▶ **To do**
Starting at the line that contains "Target: green leaf" and ending at the line that contains "foliage in the picture above.", the lines below are to be given again exactly, with nothing added.

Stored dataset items
----------

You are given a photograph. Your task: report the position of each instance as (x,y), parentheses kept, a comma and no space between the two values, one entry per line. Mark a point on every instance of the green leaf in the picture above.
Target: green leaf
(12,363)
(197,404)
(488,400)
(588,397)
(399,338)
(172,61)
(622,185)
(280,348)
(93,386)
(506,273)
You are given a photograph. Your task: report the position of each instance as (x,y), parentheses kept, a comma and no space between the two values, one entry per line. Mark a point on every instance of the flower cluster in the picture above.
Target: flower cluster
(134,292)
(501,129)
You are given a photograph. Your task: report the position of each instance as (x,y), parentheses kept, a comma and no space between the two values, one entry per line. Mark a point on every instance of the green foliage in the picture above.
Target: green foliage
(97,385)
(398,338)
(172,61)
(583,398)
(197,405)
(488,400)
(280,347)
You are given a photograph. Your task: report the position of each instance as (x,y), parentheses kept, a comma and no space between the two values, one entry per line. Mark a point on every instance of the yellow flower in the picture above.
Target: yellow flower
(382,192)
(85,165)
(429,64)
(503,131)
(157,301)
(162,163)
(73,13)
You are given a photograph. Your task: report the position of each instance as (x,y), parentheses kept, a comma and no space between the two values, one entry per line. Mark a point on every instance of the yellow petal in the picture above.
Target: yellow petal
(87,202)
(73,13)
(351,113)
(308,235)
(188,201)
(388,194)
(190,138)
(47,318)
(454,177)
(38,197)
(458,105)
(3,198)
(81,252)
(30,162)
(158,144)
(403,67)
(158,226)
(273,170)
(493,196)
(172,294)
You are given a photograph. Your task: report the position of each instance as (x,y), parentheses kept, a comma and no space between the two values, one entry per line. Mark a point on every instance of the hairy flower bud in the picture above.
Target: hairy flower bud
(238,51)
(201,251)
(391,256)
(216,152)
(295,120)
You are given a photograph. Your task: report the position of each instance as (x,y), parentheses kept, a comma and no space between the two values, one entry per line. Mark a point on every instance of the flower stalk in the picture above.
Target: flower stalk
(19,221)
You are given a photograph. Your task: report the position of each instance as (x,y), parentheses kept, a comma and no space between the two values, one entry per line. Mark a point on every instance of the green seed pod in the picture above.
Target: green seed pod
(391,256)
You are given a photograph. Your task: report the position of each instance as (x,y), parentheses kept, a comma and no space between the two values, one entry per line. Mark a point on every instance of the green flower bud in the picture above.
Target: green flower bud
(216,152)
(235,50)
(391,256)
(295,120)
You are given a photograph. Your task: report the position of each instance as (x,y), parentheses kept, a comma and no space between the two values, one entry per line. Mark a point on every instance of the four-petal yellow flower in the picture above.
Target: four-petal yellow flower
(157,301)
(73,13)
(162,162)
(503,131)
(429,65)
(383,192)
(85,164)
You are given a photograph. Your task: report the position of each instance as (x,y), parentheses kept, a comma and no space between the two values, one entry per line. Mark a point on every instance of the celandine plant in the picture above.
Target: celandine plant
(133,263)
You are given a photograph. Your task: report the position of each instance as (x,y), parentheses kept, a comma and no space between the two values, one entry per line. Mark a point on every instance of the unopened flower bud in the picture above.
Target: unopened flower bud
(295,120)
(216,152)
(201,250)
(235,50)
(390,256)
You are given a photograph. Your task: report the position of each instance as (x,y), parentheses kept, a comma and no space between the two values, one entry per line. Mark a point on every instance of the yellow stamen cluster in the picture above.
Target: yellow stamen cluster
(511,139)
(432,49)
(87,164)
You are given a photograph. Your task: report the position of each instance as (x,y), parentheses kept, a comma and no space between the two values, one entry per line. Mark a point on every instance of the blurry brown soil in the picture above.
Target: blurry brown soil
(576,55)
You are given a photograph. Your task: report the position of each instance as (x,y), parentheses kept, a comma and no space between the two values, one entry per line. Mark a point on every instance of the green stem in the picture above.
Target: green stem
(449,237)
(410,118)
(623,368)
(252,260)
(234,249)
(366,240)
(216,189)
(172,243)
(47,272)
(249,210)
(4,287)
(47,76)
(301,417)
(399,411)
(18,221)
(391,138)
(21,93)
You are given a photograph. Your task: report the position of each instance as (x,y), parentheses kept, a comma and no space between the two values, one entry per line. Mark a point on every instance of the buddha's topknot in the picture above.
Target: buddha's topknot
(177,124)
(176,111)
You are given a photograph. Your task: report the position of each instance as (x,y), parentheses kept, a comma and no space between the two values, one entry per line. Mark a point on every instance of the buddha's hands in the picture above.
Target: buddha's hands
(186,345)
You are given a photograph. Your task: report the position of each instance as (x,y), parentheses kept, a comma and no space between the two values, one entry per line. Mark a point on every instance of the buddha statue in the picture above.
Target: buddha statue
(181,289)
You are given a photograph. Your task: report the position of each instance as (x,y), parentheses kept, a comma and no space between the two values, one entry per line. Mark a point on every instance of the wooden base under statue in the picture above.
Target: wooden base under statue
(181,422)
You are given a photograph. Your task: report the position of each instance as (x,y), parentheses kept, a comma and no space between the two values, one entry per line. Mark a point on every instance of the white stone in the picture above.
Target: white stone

----------

▶ **Answer to this exercise**
Target: green leaf
(12,363)
(197,404)
(488,400)
(588,397)
(399,338)
(172,61)
(622,185)
(280,348)
(93,386)
(506,273)
You are given a photograph. Your task: report the position of each instance as (x,y), parentheses kept, a comma and no space between the two values, one entry per line. Mark a point on every instance of the flower cluster in the picture above.
Target: flower cluster
(134,292)
(501,129)
You are given a photograph. Your task: report the position of each instance as (x,y), parentheses kept, a comma and no space between the two values, one entry per line. Mark a point on every instance of the green foliage in the picture above.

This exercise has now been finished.